•  Venture

Silicon Prairie Review

Silicon Prairie is an investment crowdfunding portal offering early-stage startup investments open to all investors. They also provide investment banking services to startups, as well as a white-label fundraising portal

Silicon Prairie

  • Founded: 2016
  • Investment Types: Venture
  • Sectors: Real Estate, Technology, and Agriculture
  • Minimum Investment: $50
  • Open to all investors
  • Solid investor education materials
  • Services available across the entire US, catering to various property types.
  • Low investment minimums
  • Website feels outdated and disjointed
  • Startup investments are already inherently risky and illiquid, and additional uncertainty around cannabis industry adds to that risk


This Silicon Prairie Review will help you learn more about Silicon Prairie's investment offerings, including how the alternative investments on Silicon Prairie are structured, and what your potential returns might be. You can read more about the criteria we use to review investment platforms here.

Silicon Prairie is a Minnesota-based investment crowdfunding portal founded in 2016 by David Duccini. Silicon Prairie is a Title III Funding Portal (Reg CF) registered with the SEC and governed by FINRA, and they also as a broker-dealer to offer additional services, including a white-label fundraising platform. Silicon Prairie also offers consulting services and investment banking services to companies. Silicon Prairie is distinguishing themselves among Title III funding portals with low minimums (as low as $25 for some investments), which is quite low even among crowdfunding portals.

Types of investments Silicon Prairie offers

Silicon Prairie offers investments in startups and growth-stage companies. Earlier-stage startups are generally riskier, though may offer the potential for a greater return in the long run (that is if they return anything at all). Silicon Prairie’s offerings span a wide range of industries and verticals, from real estate to pharmaceuticals.

What do you get when investing with Silicon Prairie?

Companies raising money on use a variety of security types, including debt, equity, convertible notes, preferred equity or SAFEs. Details vary by offering, and prospective investors should be sure to review the offering documents to make sure they understand the specific security they’ll be receiving.

--- Exercise details ---
Quote the Silicon Prairie review word for word, from "Silicon Prairie offers investments" up to and including "estate to pharmaceuticals.". The items after the Silicon Prairie review are separate material and unrelated to it.

--- Recorded data ---
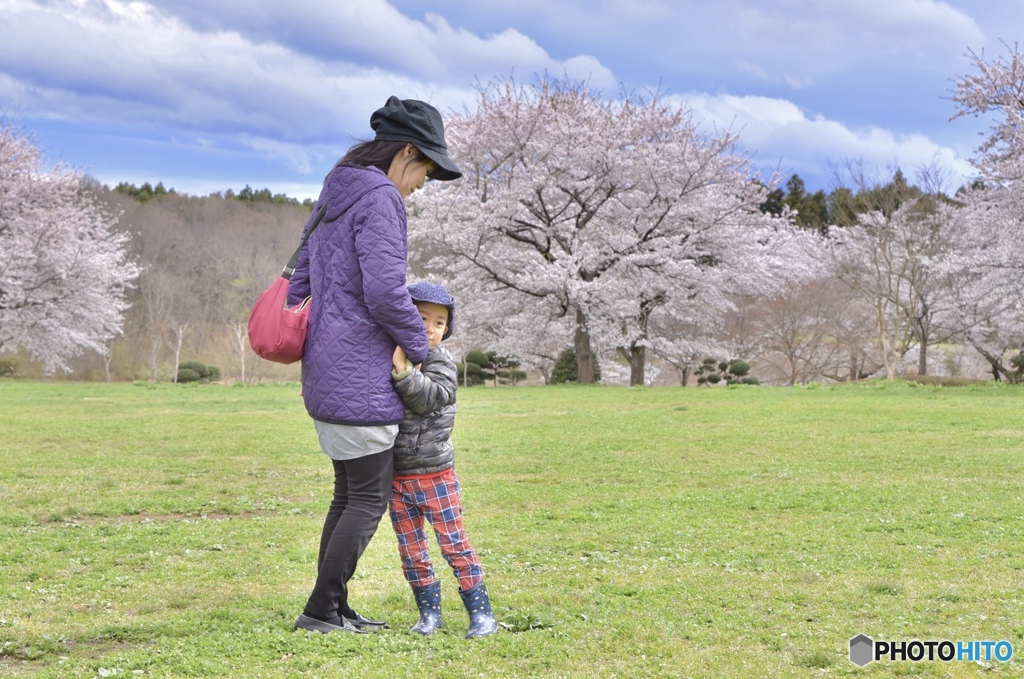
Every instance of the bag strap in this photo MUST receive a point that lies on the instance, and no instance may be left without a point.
(290, 267)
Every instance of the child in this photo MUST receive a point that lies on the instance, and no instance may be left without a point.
(425, 484)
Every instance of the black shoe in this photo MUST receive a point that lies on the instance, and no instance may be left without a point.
(304, 622)
(428, 600)
(481, 620)
(368, 625)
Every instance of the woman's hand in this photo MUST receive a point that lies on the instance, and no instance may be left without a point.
(398, 358)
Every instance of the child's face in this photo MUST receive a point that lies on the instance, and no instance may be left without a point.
(435, 319)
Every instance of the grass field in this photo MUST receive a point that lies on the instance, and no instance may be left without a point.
(163, 531)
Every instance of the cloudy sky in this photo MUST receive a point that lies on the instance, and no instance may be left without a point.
(212, 94)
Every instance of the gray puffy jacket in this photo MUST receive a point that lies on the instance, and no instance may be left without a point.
(424, 441)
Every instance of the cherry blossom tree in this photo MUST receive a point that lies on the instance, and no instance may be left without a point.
(994, 209)
(64, 267)
(614, 216)
(903, 265)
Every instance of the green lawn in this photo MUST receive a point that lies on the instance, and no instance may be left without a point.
(163, 531)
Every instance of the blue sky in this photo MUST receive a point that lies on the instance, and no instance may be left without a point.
(212, 94)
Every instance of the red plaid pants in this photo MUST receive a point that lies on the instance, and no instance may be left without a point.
(434, 499)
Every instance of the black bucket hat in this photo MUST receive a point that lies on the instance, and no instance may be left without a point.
(420, 124)
(434, 294)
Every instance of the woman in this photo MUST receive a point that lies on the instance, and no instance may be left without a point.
(353, 265)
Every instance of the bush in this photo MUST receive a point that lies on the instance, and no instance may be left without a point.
(8, 367)
(713, 371)
(565, 369)
(187, 375)
(194, 371)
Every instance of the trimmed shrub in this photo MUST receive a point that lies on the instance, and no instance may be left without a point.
(187, 375)
(205, 373)
(8, 367)
(565, 369)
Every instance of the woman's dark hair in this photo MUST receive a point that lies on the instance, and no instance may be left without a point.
(376, 154)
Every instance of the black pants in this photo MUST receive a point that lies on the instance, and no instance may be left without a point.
(361, 491)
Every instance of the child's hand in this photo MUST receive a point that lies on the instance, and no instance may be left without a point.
(398, 358)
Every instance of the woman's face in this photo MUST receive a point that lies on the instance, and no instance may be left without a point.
(409, 170)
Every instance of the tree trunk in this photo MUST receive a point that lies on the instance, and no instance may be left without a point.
(636, 356)
(585, 359)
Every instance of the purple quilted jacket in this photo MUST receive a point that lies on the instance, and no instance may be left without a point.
(354, 267)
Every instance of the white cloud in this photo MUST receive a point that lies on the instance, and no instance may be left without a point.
(107, 59)
(777, 131)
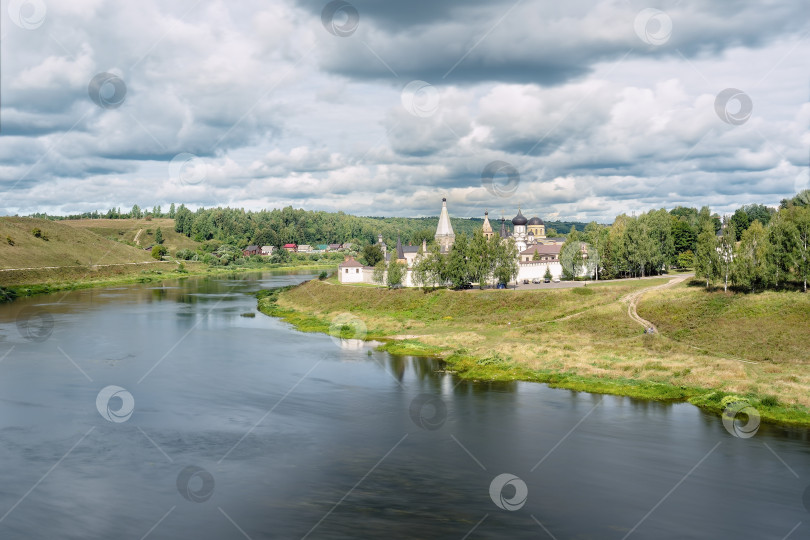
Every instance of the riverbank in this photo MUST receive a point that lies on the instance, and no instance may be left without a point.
(583, 338)
(31, 281)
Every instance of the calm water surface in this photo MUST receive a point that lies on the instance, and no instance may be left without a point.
(242, 427)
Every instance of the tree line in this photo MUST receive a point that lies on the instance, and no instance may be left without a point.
(277, 227)
(755, 248)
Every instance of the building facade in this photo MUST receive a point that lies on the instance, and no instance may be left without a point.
(537, 254)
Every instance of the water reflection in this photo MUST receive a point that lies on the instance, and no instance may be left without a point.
(239, 420)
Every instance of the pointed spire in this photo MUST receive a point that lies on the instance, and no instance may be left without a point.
(487, 228)
(400, 251)
(445, 236)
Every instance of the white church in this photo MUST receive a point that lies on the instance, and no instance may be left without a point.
(536, 252)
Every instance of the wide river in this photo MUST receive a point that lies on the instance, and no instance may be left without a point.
(179, 411)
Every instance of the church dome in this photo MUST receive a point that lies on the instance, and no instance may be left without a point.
(519, 219)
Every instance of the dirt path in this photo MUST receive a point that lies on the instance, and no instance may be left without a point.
(633, 298)
(78, 266)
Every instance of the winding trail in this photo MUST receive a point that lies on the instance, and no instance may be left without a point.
(633, 298)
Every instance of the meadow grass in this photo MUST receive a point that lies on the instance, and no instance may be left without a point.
(586, 341)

--- Task answer ---
Silicon Prairie offers investments in startups and growth-stage companies. Earlier-stage startups are generally riskier, though may offer the potential for a greater return in the long run (that is if they return anything at all). Silicon Prairie’s offerings span a wide range of industries and verticals, from real estate to pharmaceuticals.